Extract provided:
Segment Open

In a campaign conference call today, Team Romney surrogates went hard after Newt Gingrich:
Governor John Sununu and Senator Jim Talent spoke to reporters on behalf of the campaign, and used Gingrich’s treatment of Paul Ryan—calling the budget-wonk’s economic plan “right-wing social engineering”—indicative of an unpresidential temperament. ”Gingrich says outrageous things and he has a tendency to say them when they most undermine the conservative agenda,” Talent said, punctuating his attack lines by repeating that he is “reluctant” to criticize a member of his own party.
“It was a clever phrase, that had no other purpose than to make him sound a little smarter than the conservative leadership,” Sununu added, calling it “the most self-serving, most anti-conservative thing one could imagine.” The Ryan remark is a “reflection of the off the cuff thinking that he goes about on the issues,” Sununu said. “That’s not what you want in a commander in chief.” Sununu told reporters that Romney supports the Ryan plan (a position Romney has not taken publicly)—and later told NBC’s Chuck Todd that the plan “is just another conservative litmus test that Gingrich fails.” The campaign emailed out Ryan’s statement in response to Gingrich’s remark, that “with friends like Newt, who needs the Left,” adding that Gingrich is a “Lifelong Washington insider.”
The Ryan Plan is now a “litmus test” for Republican presidential candidates? That would be great if true. Gingrich made a cataclysmic, unforced error earlier this year when he dissed Ryan’s bold Medicare reform as “right-wing social engineering” and too big a change too quickly. It was a ridiculous statement when you consider that a) the shift to a premium-support system would not kick in until 2022, b) the plan would operate like the current prescription drug benefit plan, and c) the plan would only affect younger workers.
But Gingrich has seen the light, based on his recent comments to Glenn Beck:
Now, I also, ironically, I would implement the Medicare reforms that Paul Ryan wants, I would implement them next year as an optional choice and I would allow people to have the option to choose premium support and then have freedom to negotiate with their doctor or their hospital in a way that would increase their ability to manage costs without being involved,” Gingrich said.
So Gingrich now says he would start the Ryan plan immediately but keep traditional Medicare as an option. Romney would also keep Medicare around—though premiums would rise if it cost the government more to provide benefits than private plans—but implement the overall plan according to a Ryanesque timetable. The are pluses and minuses to both approaches. It just would have been great had Gingrich gotten here without providing a talking point for anti-reform Democrats (and maybe some Republicans) that will never go away.

Segment Closed

What to work on: Edit the Gingrich and Ryan plan article between "So Gingrich now" and "never go away.", inclusive, replacing "pluses and minuses" with "advantages and drawbacks".

Given records:
Segment Open

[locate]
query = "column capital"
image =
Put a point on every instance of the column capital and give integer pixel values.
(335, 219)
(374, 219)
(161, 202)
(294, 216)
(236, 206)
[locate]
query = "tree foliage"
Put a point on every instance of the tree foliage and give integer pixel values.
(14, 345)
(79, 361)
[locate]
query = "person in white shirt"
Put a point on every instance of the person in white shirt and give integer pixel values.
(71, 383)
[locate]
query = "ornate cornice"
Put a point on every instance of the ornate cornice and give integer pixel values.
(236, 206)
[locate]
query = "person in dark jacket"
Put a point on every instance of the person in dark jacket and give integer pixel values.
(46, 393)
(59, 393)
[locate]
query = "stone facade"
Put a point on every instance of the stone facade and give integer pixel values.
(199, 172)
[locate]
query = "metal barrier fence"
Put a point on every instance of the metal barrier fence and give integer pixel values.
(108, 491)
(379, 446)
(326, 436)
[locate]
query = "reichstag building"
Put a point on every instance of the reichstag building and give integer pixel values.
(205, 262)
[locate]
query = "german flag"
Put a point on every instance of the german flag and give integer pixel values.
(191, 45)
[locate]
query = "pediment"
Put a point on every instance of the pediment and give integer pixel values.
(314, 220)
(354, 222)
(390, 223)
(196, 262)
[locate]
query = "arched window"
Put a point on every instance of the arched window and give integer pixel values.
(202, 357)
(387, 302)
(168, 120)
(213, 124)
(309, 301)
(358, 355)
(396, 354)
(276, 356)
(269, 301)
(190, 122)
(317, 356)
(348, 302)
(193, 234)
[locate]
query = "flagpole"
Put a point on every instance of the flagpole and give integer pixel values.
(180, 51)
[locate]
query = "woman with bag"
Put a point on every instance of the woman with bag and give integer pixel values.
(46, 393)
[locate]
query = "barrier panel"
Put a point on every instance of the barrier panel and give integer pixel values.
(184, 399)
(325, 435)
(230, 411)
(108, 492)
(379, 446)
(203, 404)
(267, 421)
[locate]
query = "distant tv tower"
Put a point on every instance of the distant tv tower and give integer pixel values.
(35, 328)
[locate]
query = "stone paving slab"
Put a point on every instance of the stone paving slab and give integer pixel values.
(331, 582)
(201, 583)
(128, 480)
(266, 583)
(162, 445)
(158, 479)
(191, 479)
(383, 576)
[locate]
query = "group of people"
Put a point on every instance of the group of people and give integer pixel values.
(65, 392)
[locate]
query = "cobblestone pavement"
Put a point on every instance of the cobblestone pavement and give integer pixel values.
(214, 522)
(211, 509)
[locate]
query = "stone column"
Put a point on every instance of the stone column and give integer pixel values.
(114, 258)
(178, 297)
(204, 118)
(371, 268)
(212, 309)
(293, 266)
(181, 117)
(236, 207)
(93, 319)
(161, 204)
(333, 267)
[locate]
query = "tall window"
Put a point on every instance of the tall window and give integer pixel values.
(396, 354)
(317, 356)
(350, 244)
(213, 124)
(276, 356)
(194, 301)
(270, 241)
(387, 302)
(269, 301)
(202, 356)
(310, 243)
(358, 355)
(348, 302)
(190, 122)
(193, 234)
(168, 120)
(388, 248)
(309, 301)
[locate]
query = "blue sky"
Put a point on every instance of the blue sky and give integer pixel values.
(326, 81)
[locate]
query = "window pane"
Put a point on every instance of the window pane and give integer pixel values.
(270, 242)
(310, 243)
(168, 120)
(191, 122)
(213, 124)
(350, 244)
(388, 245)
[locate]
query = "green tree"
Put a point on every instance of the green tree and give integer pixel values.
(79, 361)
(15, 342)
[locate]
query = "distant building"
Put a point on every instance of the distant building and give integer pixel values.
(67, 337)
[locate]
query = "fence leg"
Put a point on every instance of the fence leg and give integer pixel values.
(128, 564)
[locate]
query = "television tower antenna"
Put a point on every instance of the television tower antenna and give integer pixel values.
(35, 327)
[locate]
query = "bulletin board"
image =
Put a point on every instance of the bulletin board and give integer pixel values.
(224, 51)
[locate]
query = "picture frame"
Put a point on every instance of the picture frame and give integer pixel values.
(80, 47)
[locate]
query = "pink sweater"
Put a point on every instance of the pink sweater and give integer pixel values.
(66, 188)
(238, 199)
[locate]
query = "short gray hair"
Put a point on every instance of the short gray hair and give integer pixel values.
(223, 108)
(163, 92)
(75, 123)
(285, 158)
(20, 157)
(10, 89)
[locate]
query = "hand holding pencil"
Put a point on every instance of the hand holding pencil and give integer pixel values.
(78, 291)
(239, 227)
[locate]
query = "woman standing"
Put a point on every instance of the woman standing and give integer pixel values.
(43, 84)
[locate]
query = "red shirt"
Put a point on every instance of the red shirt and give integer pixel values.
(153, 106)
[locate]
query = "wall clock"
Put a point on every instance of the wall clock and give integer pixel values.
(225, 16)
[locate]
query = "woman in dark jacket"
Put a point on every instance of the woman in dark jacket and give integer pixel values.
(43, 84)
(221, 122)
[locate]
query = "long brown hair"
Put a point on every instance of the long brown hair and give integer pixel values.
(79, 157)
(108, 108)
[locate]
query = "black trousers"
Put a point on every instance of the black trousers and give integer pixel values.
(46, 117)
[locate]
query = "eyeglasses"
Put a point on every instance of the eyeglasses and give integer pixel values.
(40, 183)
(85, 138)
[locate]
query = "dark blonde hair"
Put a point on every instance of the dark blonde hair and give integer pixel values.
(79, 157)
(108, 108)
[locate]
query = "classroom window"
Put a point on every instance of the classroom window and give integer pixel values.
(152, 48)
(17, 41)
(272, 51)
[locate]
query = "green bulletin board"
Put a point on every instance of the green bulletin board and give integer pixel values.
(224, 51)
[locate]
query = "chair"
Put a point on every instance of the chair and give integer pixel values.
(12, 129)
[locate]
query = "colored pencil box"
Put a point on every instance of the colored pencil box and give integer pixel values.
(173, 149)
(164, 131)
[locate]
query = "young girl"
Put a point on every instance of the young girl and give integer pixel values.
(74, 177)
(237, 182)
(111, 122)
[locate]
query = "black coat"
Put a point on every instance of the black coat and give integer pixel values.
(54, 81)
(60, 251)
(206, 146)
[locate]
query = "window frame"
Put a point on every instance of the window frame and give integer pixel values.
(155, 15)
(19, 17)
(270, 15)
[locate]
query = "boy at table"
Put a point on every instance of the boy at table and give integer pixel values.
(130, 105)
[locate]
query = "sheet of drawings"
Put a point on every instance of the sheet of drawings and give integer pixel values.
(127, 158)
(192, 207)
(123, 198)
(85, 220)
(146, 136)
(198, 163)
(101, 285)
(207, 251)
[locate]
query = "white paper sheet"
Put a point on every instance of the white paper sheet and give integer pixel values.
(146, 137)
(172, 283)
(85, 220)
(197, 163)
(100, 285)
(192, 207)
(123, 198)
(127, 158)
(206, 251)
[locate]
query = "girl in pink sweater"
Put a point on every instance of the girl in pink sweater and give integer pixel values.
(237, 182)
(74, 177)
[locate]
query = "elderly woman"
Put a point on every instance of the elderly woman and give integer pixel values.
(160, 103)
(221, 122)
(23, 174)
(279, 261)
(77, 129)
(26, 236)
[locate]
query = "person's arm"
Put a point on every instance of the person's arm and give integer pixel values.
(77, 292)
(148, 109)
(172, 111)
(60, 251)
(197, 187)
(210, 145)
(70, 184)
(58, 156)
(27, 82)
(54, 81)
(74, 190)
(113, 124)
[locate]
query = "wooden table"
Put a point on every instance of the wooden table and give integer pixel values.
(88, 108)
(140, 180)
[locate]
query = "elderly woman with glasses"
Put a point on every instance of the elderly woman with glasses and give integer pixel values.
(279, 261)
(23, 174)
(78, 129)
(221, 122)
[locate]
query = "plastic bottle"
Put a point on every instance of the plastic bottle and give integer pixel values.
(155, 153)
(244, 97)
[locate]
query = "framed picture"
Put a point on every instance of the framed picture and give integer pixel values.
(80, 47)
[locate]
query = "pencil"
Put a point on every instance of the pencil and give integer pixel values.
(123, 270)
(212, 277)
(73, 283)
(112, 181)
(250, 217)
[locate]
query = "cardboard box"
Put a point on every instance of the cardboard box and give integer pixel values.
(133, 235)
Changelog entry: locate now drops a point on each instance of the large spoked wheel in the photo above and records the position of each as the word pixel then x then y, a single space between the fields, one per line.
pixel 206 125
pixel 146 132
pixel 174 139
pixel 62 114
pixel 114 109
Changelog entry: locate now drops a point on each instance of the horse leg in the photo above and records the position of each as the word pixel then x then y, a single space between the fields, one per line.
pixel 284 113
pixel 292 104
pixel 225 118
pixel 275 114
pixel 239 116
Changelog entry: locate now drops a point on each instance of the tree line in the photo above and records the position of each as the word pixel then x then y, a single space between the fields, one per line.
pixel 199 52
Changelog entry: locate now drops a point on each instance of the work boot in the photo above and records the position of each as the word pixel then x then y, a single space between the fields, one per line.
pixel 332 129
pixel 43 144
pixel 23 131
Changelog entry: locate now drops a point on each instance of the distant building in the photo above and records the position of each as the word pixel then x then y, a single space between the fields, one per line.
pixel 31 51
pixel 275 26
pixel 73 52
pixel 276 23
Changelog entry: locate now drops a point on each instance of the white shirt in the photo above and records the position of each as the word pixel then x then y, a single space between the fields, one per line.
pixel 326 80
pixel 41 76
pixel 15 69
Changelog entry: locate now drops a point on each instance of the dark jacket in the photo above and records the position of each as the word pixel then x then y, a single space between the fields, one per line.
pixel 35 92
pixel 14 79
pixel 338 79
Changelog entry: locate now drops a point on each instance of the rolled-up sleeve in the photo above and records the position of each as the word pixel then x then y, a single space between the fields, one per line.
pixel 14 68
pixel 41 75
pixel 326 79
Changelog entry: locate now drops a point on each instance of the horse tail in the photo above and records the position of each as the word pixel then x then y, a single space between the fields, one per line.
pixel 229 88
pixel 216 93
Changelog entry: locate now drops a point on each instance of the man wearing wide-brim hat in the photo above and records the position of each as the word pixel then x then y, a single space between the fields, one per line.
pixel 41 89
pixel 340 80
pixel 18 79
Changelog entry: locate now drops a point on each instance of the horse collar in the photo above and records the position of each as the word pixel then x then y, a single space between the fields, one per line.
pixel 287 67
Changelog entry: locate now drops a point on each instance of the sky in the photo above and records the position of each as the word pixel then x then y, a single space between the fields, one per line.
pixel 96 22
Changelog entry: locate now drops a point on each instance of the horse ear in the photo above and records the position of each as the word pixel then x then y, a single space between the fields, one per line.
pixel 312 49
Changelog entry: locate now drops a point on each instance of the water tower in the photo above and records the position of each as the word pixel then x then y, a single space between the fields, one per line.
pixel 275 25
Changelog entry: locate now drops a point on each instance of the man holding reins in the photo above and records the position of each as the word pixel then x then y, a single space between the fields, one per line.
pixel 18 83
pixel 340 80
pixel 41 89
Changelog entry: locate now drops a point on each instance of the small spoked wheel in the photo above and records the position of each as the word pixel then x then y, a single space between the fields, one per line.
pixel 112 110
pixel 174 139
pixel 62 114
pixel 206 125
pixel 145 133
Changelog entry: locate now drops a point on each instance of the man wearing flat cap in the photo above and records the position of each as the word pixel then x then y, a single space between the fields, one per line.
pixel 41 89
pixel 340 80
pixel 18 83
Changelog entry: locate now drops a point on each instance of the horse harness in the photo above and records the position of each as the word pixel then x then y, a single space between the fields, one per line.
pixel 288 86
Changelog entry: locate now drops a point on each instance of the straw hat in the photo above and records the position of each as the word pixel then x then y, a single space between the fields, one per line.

Segment Closed

Response to this task:
So Gingrich now says he would start the Ryan plan immediately but keep traditional Medicare as an option. Romney would also keep Medicare around—though premiums would rise if it cost the government more to provide benefits than private plans—but implement the overall plan according to a Ryanesque timetable. The are advantages and drawbacks to both approaches. It just would have been great had Gingrich gotten here without providing a talking point for anti-reform Democrats (and maybe some Republicans) that will never go away.